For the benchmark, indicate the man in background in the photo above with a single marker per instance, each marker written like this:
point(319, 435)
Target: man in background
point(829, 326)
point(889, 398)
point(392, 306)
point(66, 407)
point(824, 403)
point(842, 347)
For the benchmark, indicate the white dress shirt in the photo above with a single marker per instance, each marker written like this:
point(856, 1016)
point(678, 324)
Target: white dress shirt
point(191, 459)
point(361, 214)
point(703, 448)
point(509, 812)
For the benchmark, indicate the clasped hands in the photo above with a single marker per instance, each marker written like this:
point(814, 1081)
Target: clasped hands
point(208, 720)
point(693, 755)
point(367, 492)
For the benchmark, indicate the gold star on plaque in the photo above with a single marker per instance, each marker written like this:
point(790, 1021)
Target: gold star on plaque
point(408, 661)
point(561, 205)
________________________
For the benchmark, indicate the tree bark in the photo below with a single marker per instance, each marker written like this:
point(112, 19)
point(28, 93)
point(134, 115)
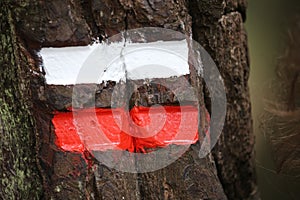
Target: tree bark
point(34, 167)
________________________
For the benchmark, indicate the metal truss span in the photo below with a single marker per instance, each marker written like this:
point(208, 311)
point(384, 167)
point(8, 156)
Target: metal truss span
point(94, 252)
________________________
Przepisz fragment, który zaczyna się wierszem zawierającym „For the benchmark, indicate the tree”, a kończy wierszem zawierającym „point(34, 167)”, zastępując w nim „tree bark” przez „pine bark” i nie zmieniając niczego więcej. Obrazy pomiń w odpowiedzi.

For the benchmark, indicate the pine bark in the photo below with a single marker per instance, each marker written like this:
point(112, 19)
point(28, 93)
point(134, 115)
Target: pine bark
point(34, 167)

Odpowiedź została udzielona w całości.